** Dataset records follows **
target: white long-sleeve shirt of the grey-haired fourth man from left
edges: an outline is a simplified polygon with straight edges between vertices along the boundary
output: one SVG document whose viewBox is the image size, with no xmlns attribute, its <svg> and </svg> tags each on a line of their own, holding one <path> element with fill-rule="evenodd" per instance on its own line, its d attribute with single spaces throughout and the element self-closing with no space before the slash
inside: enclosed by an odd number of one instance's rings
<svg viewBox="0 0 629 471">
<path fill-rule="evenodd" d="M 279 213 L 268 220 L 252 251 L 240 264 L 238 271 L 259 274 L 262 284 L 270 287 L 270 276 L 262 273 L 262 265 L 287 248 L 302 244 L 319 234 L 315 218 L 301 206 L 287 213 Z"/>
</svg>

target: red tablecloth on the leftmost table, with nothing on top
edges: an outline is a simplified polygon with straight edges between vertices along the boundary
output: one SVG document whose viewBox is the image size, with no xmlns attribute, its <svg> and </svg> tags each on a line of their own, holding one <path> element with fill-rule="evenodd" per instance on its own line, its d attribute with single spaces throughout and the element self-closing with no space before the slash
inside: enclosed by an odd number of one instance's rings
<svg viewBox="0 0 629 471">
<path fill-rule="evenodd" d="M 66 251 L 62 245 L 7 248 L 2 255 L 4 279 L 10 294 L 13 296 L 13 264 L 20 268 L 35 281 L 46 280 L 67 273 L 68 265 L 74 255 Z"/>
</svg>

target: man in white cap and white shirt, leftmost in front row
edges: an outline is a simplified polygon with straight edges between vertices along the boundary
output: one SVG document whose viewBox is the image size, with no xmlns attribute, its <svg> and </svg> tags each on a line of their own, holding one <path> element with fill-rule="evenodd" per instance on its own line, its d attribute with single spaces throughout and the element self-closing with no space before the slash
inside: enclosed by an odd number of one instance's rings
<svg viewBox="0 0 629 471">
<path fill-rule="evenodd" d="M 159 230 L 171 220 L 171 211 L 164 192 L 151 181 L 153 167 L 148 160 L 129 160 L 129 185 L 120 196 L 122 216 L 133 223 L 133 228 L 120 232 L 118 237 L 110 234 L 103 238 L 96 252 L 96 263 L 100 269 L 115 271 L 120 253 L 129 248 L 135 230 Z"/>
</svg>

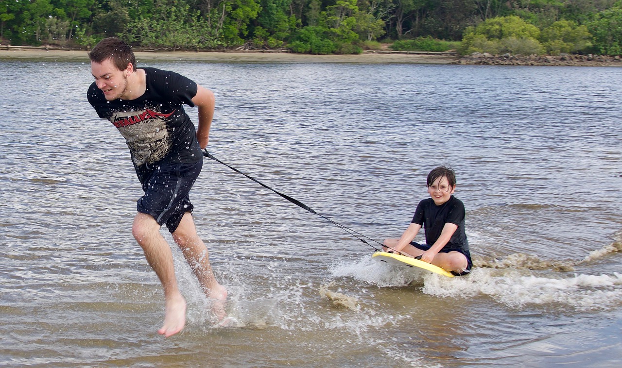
** End of Dataset records **
» **Work instructions**: Print all of the data exactly, and do not carry over any pictures.

» **Exercise output**:
target: white long-sleeve shirt of the grey-haired fourth man from left
edges: an outline is a simplified polygon with straight edges between vertices along the boundary
output: one SVG document whose viewBox is the image size, with no xmlns attribute, its <svg> and </svg> tags each on a line of their own, holding one <path> element with fill-rule="evenodd" per instance on its own line, its d attribute with single spaces throughout and the element self-closing with no space before the slash
inside: enclosed by an odd number of one instance's rings
<svg viewBox="0 0 629 471">
<path fill-rule="evenodd" d="M 279 213 L 268 220 L 252 251 L 240 264 L 238 271 L 259 274 L 262 284 L 270 287 L 270 276 L 262 273 L 262 265 L 287 248 L 302 244 L 319 234 L 315 218 L 301 206 L 287 213 Z"/>
</svg>

target: red tablecloth on the leftmost table, with nothing on top
edges: an outline is a simplified polygon with straight edges between vertices along the boundary
output: one SVG document whose viewBox is the image size, with no xmlns attribute, its <svg> and </svg> tags each on a line of their own, holding one <path> element with fill-rule="evenodd" per instance on its own line, its d attribute with single spaces throughout and the element self-closing with no space before the slash
inside: enclosed by an odd number of one instance's rings
<svg viewBox="0 0 629 471">
<path fill-rule="evenodd" d="M 66 251 L 62 245 L 7 248 L 2 255 L 4 279 L 10 294 L 13 296 L 13 264 L 20 268 L 35 281 L 46 280 L 67 273 L 68 265 L 74 255 Z"/>
</svg>

target: man in white cap and white shirt, leftmost in front row
edges: an outline is a simplified polygon with straight edges between vertices along the boundary
output: one SVG document whose viewBox is the image size, with no xmlns attribute, its <svg> and </svg> tags each on a line of their own, holding one <path> element with fill-rule="evenodd" per instance on its own line, its d attribute with single spaces throughout and the element self-closing with no space before the slash
inside: enclosed by an odd number of one instance's rings
<svg viewBox="0 0 629 471">
<path fill-rule="evenodd" d="M 159 230 L 171 220 L 171 211 L 164 192 L 151 181 L 153 167 L 148 160 L 129 160 L 129 185 L 120 196 L 122 216 L 133 223 L 133 228 L 120 232 L 118 237 L 110 234 L 103 238 L 96 252 L 96 263 L 100 269 L 115 271 L 120 253 L 129 248 L 135 230 Z"/>
</svg>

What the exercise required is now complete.